**** EXERCISE MATERIALS ****

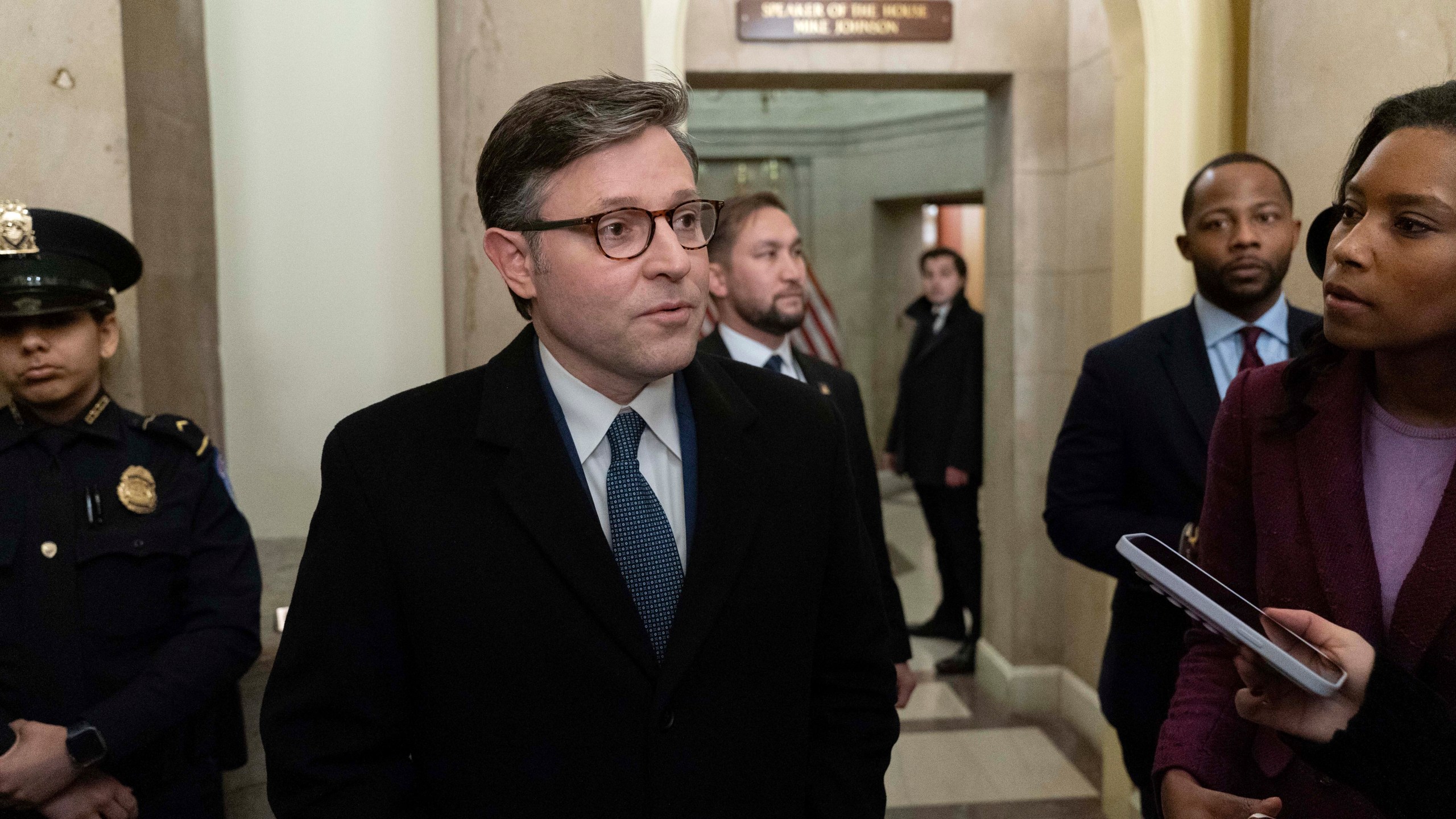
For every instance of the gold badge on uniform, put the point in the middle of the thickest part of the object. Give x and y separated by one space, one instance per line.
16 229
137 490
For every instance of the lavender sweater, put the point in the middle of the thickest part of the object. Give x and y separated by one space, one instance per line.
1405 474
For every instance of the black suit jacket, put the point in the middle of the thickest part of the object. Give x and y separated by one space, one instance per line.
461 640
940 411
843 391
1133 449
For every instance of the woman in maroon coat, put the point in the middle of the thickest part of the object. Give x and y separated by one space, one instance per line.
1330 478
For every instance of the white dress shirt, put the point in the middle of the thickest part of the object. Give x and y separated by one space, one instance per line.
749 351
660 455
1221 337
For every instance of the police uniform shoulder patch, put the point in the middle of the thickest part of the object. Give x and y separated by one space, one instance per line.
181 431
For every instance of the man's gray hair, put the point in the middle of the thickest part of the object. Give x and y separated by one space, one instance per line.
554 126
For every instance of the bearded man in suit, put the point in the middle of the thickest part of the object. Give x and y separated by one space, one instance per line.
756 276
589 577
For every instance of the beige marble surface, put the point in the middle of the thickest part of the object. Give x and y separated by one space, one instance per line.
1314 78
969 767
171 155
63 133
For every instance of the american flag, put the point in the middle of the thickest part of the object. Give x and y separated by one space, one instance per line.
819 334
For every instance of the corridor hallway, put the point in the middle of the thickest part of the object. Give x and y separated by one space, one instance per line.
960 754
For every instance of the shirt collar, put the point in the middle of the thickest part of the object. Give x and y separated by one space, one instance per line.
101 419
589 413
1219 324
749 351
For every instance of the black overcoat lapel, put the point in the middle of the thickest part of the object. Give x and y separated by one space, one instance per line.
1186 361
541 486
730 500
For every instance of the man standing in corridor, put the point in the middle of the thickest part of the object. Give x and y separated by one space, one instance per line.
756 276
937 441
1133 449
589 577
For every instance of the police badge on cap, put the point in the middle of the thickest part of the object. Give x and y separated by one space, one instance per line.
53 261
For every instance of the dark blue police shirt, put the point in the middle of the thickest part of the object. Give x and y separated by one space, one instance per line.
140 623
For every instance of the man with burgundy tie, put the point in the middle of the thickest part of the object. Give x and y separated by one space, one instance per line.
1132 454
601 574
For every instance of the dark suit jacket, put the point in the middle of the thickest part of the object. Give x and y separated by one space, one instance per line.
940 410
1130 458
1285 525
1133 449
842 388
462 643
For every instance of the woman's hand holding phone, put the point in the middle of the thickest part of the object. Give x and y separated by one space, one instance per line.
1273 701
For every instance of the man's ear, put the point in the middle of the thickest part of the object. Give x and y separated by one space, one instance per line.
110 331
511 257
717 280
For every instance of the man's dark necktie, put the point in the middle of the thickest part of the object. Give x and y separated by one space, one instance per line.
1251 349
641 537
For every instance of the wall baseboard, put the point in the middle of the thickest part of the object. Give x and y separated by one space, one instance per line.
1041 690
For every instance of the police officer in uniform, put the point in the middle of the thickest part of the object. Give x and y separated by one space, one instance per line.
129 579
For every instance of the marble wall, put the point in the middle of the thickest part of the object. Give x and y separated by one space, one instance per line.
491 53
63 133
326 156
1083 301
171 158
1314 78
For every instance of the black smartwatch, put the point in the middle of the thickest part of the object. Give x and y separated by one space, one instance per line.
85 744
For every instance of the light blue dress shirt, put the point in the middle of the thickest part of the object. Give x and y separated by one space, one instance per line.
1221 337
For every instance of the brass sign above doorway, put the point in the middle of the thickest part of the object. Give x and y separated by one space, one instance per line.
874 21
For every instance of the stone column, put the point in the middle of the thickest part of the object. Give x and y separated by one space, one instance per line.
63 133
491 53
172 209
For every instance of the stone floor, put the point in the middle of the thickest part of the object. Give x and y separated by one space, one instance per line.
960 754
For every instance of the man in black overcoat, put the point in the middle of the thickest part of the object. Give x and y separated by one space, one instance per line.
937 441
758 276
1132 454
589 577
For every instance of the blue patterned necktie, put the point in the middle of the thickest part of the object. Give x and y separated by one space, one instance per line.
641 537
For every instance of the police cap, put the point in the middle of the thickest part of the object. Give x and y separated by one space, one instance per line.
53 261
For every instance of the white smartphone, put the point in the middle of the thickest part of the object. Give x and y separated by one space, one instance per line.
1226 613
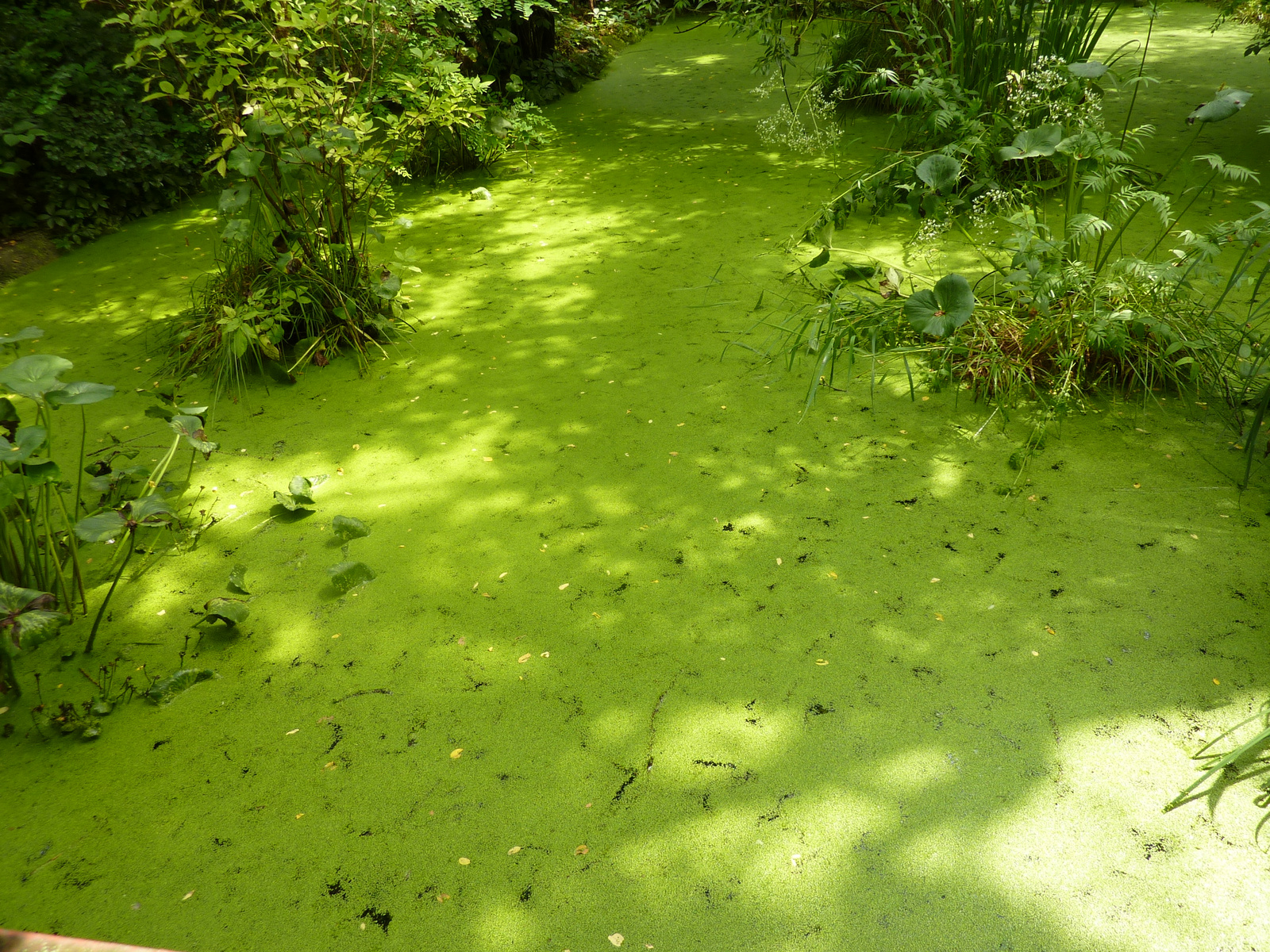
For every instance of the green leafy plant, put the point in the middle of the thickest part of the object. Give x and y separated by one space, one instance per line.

****

Quote, without alteration, the lines running from the line containing "For every instance of the stone floor, put" to the last line of the entries, and include no pictures.

For every instance of the stone floor, put the point in the middle of the thickest part of the object. Give x and y separated by one space, one instance per line.
960 754
For every instance of the man in black overcoat, put the point in the middle of the thickest part of the object. Give x and y separated by one space, one instance per line.
937 441
758 276
1132 454
589 577
For every instance of the blue patterned necktie, put the point in the middle of the thickest part of the object. Give x and y separated by one space, one instance per line.
641 537
For every instance of the police cap, put the point in the middle of the thickest part of the object. Give x and y separated by one space, one instance per line.
53 261
For every instance of the white smartphone, put the point in the middle of the thickest part of the object. Give x and y separated by one space, one instance per line.
1226 613
For every instance of the green leafy plant, put the point in the middle of the thickest part of the object. Give x and y separated by one space, one instance per line.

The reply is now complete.